--- Что сделать ---
(a) Сдвиньте на 24 каждое число координат в ответах записей, начиная с первой строки записей и заканчивая строкой с "[322,255,391,288]" включительно. Приведите эти строки заново целиком, вместе с запросами.
(b) Продолжите воспоминания о Токио 1970 года, начав сразу после последнего приведённого предложения.

--- Отрывок текста ---
• • • •
Очередная публикация нашего постоянного автора Михаила Ефимова из серии «Фото из альбома»
«ПО-РОССИЙСКИ ОКАЯ…»
1970-й год застал меня в Токио в районе Готанда, где размещалось бюро АПН. С первых же дней он оказался насыщенным и суетливым. Возникло множество дел, связанных с предстоящим открытием Всемирной выставки ЭКСПО в Осака и, что гораздо важнее и ответственнее, − приближающимся столетием со дня рождения Ленина − основателя нашего государства.
Всё это составляло мои главные служебные заботы. Но была ещё чисто личная − сыну предстояли экзамены на аттестат зрелости (термин ЕГЭ тогда отсутствовал в русском языке!), а потом поступление в институт (пока неизвестно, в какой!).
На всякий случай мы с женой приглядывались к многочисленным гостям из Москвы, которые валили на ЭКСПО словно дачники в выходной день.
• • • •
--- Данные для заданий ---
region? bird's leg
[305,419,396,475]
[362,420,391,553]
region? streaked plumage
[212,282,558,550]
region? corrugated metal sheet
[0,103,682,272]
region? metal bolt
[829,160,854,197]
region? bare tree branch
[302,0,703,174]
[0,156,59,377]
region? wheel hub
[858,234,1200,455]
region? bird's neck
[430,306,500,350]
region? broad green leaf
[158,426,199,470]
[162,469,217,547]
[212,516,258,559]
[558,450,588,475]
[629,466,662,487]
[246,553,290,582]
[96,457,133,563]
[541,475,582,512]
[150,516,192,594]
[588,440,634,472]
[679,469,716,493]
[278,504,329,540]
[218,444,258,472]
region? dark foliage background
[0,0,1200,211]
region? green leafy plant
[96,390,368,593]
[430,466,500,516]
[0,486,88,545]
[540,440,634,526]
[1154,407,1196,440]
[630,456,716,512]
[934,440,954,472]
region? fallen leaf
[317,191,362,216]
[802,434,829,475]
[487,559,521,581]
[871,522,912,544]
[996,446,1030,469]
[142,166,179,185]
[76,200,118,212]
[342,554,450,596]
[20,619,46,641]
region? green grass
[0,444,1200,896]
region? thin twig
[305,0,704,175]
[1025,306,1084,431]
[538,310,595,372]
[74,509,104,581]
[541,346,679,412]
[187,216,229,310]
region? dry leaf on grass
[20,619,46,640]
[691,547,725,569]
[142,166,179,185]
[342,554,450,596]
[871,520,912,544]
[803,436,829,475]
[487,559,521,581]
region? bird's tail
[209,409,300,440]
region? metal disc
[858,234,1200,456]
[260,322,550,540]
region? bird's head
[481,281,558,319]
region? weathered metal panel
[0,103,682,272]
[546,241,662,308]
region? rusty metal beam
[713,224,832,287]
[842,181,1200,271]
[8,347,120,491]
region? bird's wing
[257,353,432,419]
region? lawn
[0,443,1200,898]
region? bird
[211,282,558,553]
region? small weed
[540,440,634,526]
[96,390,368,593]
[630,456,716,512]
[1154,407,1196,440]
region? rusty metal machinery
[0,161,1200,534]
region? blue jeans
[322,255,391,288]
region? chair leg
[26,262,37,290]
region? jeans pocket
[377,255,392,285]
• • • •
--- Ответы по заданиям ---
(a)
region? bird's leg
[329,443,420,499]
[386,444,415,577]
region? streaked plumage
[236,306,582,574]
region? corrugated metal sheet
[24,127,706,296]
region? metal bolt
[853,184,878,221]
region? bare tree branch
[326,24,727,198]
[24,180,83,401]
region? wheel hub
[882,258,1224,479]
region? bird's neck
[454,330,524,374]
region? broad green leaf
[182,450,223,494]
[186,493,241,571]
[236,540,282,583]
[582,474,612,499]
[653,490,686,511]
[270,577,314,606]
[120,481,157,587]
[565,499,606,536]
[174,540,216,618]
[612,464,658,496]
[703,493,740,517]
[302,528,353,564]
[242,468,282,496]
region? dark foliage background
[24,24,1224,235]
region? green leafy plant
[120,414,392,617]
[454,490,524,540]
[24,510,112,569]
[564,464,658,550]
[1178,431,1220,464]
[654,480,740,536]
[958,464,978,496]
region? fallen leaf
[341,215,386,240]
[826,458,853,499]
[511,583,545,605]
[895,546,936,568]
[1020,470,1054,493]
[166,190,203,209]
[100,224,142,236]
[366,578,474,620]
[44,643,70,665]
region? green grass
[24,468,1224,920]
region? thin twig
[329,24,728,199]
[1049,330,1108,455]
[562,334,619,396]
[98,533,128,605]
[565,370,703,436]
[211,240,253,334]
region? dry leaf on grass
[44,643,70,664]
[715,571,749,593]
[166,190,203,209]
[366,578,474,620]
[895,544,936,568]
[827,460,853,499]
[511,583,545,605]
region? bird's tail
[233,433,324,464]
region? metal disc
[882,258,1224,480]
[284,346,574,564]
region? bird's head
[505,305,582,343]
region? weathered metal panel
[24,127,706,296]
[570,265,686,332]
region? rusty metal beam
[737,248,856,311]
[866,205,1224,295]
[32,371,144,515]
region? bird's wing
[281,377,456,443]
region? lawn
[24,467,1224,922]
region? bird
[235,306,582,577]
region? small weed
[564,464,658,550]
[120,414,392,617]
[654,480,740,536]
[1178,431,1220,464]
region? rusty metal machinery
[24,185,1224,558]
region? blue jeans
[346,279,415,312]

(b)
Невольно вспомнился фельетон Ильфа и Петрова, где один товарищ, пытаясь достать железнодорожный билет в Ейск, разделил всех знакомых на категории «Может, но не хочет», «Хочет, но не может» и «Может, но сволочь»! Перед нами стояла более сложная задача, чем добраться до этого курортного городка на берегу Таганрогского залива…
Помню как-то вечером мы с женой оказались в отеле, где остановилась делегация советских учёных во главе с большим начальником из ЦК КПСС. После традиционных тостов и задорных частушек в исполнении руководителя делегации мы решили поделиться с одним из гостей нашими заботами. Он понимающе хмыкнул и сказал, что вряд ли может быть лично нам полезен, поскольку работает в закрытом НИИ, а вот его сосед это тот, кто нам нужен.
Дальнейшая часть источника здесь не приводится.